Textauszug:
=-=-=-=-=

Welcher Deutsche kann von sich behaupten, Boss in Hollywood gewesen zu sein? Daniel Hetzer kann es. Bei 20th Century Fox Television Studios war der 1974 geborene Ostwestfale „Vice President of Programming and Co-Productions“. Vom CEO der Fox-Group, Peter Chernin, unter dessen Ägide die All-time-Kassenhits „Titanic“ und „Avatar“ entstanden, trennten ihn nur wenige Stufen. Eigentlich sprach nichts dagegen, dass der german guy nach Chernins Weggang im US-Konzern weiter hochklettert. Doch der Unternehmerdrang war stärker, das aufgebaute Netzwerk „sensationell". Und so arbeitet Hetzer seit 2011 als unabhängiger Filmproduzent mit Base in Köln statt L.A.

Seine, wie er sagt, „bisher größte und anspruchsvollste Produktion“ steht jetzt am Start: „Constellation“, ein „actiongeladenes Weltraumabenteuer“ in acht Teilen, kann ab 21. Februar bei Apple TV+ gestreamt werden (hier entlang zum Trailer).

=-=-=-=-=

Datensatz:
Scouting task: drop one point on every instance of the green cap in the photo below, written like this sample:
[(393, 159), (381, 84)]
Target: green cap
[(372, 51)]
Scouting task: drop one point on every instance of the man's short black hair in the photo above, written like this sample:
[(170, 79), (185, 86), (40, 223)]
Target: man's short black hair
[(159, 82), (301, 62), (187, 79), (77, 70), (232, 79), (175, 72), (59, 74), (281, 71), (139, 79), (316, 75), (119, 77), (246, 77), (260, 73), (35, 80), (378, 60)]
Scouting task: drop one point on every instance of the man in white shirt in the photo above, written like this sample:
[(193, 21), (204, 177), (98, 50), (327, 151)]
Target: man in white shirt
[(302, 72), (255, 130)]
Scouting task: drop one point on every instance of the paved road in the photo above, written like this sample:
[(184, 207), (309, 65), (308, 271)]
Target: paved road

=-=-=-=-=

Die Aufgabe: Seit welchem Jahr arbeitet Daniel Hetzer laut dem Textauszug bitte als unabhängiger Filmproduzent?

Ausgabe: Seit 2011.